Material provided:
**********
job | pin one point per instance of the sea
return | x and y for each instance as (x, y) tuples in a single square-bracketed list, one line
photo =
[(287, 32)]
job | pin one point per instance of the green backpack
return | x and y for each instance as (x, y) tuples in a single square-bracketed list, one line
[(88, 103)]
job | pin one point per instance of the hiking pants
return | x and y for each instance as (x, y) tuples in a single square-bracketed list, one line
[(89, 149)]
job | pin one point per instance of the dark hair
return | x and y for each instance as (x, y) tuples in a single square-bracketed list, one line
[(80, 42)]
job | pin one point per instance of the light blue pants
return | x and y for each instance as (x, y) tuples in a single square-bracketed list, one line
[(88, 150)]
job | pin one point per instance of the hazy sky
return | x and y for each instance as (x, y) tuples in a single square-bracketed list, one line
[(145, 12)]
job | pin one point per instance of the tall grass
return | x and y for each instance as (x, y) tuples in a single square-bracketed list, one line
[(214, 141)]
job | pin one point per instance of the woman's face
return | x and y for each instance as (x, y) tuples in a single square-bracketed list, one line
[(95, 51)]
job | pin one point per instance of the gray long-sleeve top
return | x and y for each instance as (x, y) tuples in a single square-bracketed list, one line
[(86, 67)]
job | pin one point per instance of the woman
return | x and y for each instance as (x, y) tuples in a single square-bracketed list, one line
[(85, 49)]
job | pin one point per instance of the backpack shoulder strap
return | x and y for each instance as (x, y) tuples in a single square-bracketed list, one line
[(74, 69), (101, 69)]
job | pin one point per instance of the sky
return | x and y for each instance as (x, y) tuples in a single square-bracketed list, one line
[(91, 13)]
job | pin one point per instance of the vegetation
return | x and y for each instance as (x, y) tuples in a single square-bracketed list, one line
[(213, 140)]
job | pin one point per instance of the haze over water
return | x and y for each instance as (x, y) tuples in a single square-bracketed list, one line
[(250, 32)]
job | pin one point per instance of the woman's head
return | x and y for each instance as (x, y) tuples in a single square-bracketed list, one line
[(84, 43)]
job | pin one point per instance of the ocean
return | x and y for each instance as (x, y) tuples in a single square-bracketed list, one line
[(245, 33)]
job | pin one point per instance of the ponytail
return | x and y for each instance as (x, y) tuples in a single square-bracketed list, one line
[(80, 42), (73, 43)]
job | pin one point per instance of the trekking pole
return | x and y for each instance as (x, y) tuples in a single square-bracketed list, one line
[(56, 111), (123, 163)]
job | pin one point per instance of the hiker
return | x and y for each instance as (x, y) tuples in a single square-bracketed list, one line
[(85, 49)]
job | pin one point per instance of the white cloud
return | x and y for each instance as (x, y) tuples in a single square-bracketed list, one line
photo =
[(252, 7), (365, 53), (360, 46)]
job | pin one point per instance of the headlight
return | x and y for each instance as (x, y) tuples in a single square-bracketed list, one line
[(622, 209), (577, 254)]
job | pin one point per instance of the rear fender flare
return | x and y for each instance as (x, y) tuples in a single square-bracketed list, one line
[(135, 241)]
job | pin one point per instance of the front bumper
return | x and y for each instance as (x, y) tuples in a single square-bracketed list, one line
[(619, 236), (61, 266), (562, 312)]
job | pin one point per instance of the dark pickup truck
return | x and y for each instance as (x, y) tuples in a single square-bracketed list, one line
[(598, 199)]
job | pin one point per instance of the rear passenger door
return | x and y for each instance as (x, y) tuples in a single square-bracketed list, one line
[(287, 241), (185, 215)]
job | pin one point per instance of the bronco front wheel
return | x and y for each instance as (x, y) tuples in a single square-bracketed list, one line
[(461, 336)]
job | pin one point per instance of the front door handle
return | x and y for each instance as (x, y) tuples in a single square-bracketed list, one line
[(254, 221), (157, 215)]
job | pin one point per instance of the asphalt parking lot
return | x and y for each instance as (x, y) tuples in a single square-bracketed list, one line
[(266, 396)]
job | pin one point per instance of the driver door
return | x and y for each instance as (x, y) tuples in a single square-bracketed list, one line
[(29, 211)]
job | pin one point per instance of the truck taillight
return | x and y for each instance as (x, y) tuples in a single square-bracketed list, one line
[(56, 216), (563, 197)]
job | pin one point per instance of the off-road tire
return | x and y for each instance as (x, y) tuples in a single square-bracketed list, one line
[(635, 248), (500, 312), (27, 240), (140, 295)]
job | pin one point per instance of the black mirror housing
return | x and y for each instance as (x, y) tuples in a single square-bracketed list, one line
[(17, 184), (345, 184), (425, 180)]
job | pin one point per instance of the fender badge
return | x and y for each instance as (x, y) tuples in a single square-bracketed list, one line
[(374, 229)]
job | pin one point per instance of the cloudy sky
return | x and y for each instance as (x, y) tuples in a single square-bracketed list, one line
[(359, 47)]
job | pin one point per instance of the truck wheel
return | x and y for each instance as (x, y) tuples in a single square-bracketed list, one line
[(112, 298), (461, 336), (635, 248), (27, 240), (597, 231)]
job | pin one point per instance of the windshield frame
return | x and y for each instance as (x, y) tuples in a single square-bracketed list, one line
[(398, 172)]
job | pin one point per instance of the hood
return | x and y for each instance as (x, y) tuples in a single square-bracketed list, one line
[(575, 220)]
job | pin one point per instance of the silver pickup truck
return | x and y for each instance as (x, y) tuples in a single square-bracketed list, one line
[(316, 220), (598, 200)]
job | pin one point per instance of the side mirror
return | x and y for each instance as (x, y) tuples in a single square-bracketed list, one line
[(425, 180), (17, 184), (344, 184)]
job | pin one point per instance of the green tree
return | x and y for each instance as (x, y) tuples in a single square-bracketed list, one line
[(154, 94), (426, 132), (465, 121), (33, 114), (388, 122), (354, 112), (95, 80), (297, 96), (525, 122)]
**********
The request: Recast the full listing above as a two-column CSV with columns input and output. Each job gets one row: input holds its job and return text, and output holds its coordinate list. Put each value in a single quoted field, with line breaks replaced by spaces.

Written response:
input,output
"job | pin one point per instance of the sea return | x and y for each instance as (x, y) tuples in a single square-bracketed list, one line photo =","[(287, 32)]"
"job | pin one point per instance of the green backpack return | x and y for each instance as (x, y) tuples in a single square-bracketed list, one line","[(88, 103)]"
"job | pin one point per instance of the hiking pants return | x and y for each instance as (x, y) tuples in a single square-bracketed list, one line","[(89, 149)]"
"job | pin one point per instance of the dark hair return | x and y for each instance as (x, y) tuples in a single square-bracketed list, one line","[(80, 42)]"
"job | pin one point per instance of the light blue pants return | x and y for each instance as (x, y) tuples in a single square-bracketed list, one line","[(88, 150)]"
"job | pin one point per instance of the hazy sky return | x and y for each instance as (x, y) tuples in a single square-bracketed list, one line","[(145, 12)]"
"job | pin one point per instance of the tall grass return | x and y for each instance as (x, y) tuples in a single square-bracketed list, one line","[(214, 141)]"
"job | pin one point per instance of the woman's face return | x and y for each instance as (x, y) tuples in a single square-bracketed list, one line","[(95, 51)]"
"job | pin one point per instance of the gray long-sleeve top return | x and y for each instance as (x, y) tuples in a single square-bracketed list, one line","[(86, 67)]"
"job | pin one point per instance of the woman return | x and y for each instance as (x, y) tuples in a single square-bracketed list, one line","[(85, 49)]"
"job | pin one point per instance of the backpack shoulder strap return | x and y for each instance as (x, y) tuples in a single square-bracketed list, one line","[(74, 69), (101, 69)]"
"job | pin one point per instance of the sky return | x and y for each instance as (x, y) tuples in a single square-bracketed list, one line","[(91, 13)]"
"job | pin one point per instance of the vegetation return | x and y for each instance as (x, y) tuples in a single square-bracketed list, one line","[(213, 140)]"
"job | pin one point per instance of the haze over water return | x and y for each instance as (x, y) tuples in a single square-bracketed list, one line","[(250, 32)]"
"job | pin one point per instance of the woman's head return | x and y for each instance as (x, y) tuples in a single square-bracketed list, one line","[(84, 43)]"
"job | pin one point per instance of the ocean return | x and y for each instance as (x, y) tuples in a single square-bracketed list, one line","[(245, 33)]"
"job | pin one point per instance of the ponytail return | x and y for each instance as (x, y) tuples in a single square-bracketed list, one line","[(80, 42), (73, 43)]"
"job | pin one point per instance of the trekking pole return | x and y for each instance as (x, y) tuples in a single square-bracketed list, one line","[(56, 111), (123, 163)]"
"job | pin one point per instance of the hiker return | x and y for each instance as (x, y) tuples in a single square-bracketed list, one line","[(85, 49)]"
"job | pin one point per instance of the white cloud return | x and y for each instance as (x, y) tuples in a single square-bracketed list, one line photo =","[(252, 7), (365, 53), (360, 46)]"
"job | pin one point per instance of the headlight return | x and y for each instance as (x, y) tuples in a single square-bracketed list, one line","[(622, 209), (577, 254)]"
"job | pin one point per instance of the rear fender flare return | x and y for each instance as (x, y) tuples in a single square-bracketed list, one line","[(135, 241)]"
"job | pin one point per instance of the front bumper return | x and y for each instance as (x, y) tuples in a single square-bracketed list, one line","[(619, 236), (61, 266), (562, 312)]"
"job | pin one point per instance of the dark pickup truck return | x and y for each instance as (x, y) tuples in a single square-bracketed list, one line","[(598, 199)]"
"job | pin one point per instance of the rear passenger door return | x and y for each instance as (x, y) tuples in a single square-bracketed list, one line","[(287, 241), (185, 215)]"
"job | pin one point per instance of the bronco front wheel return | x and y for each instance as (x, y) tuples in a single square-bracketed list, one line","[(461, 336)]"
"job | pin one point per instance of the front door handle return | x and y for each instance as (x, y) tuples in a single square-bracketed list, one line","[(254, 221), (157, 215)]"
"job | pin one point per instance of the asphalt parking lot return | x and y for each instance as (x, y) tuples in a single square-bracketed list, one line","[(266, 396)]"
"job | pin one point per instance of the driver door return | x and y for each instance as (x, y) tuples in a single square-bracketed list, one line","[(29, 211)]"
"job | pin one point per instance of the truck taillight return | x and y for each instance as (x, y) tuples in a single square-bracketed list, one line","[(56, 216), (563, 197)]"
"job | pin one point per instance of the off-road tire return | x and y for each instance as (x, y) tuples in a single square-bracketed list, one line","[(635, 248), (500, 312), (27, 240), (140, 295)]"
"job | pin one point per instance of the black mirror housing return | x and y for each instance as (x, y) tuples in a single square-bracketed list, one line","[(17, 184), (345, 184), (425, 180)]"
"job | pin one point per instance of the fender badge return | x and y for each instance as (x, y) tuples in a single square-bracketed list, one line","[(374, 229)]"
"job | pin one point per instance of the cloudy sky return | x and y for each instance as (x, y) tuples in a single square-bracketed list, one line","[(359, 47)]"
"job | pin one point per instance of the truck wheel return | x and y for each instance as (x, y) tuples in a single square-bracketed list, one line","[(112, 298), (461, 336), (635, 248), (27, 240), (597, 231)]"
"job | pin one point per instance of the windshield frame return | x and y for each instance as (x, y) tuples in a single square-bracketed list, one line","[(398, 172)]"
"job | pin one point per instance of the hood return | x and y for each instance as (x, y) tuples in a single square-bracketed list, one line","[(575, 220)]"
"job | pin one point per instance of the silver pickup truck return | x and y for each instance as (x, y) tuples in a single square-bracketed list, one line","[(316, 220), (598, 200)]"
"job | pin one point per instance of the side mirror return | x and y for each instance as (x, y) tuples in a single square-bracketed list, one line","[(425, 180), (17, 184), (344, 184)]"
"job | pin one point per instance of the green tree return | x and y for each instance as (x, y) tuples in a single square-bracketed list, one line","[(154, 94), (426, 132), (465, 121), (33, 114), (388, 122), (354, 112), (95, 80), (297, 96), (525, 122)]"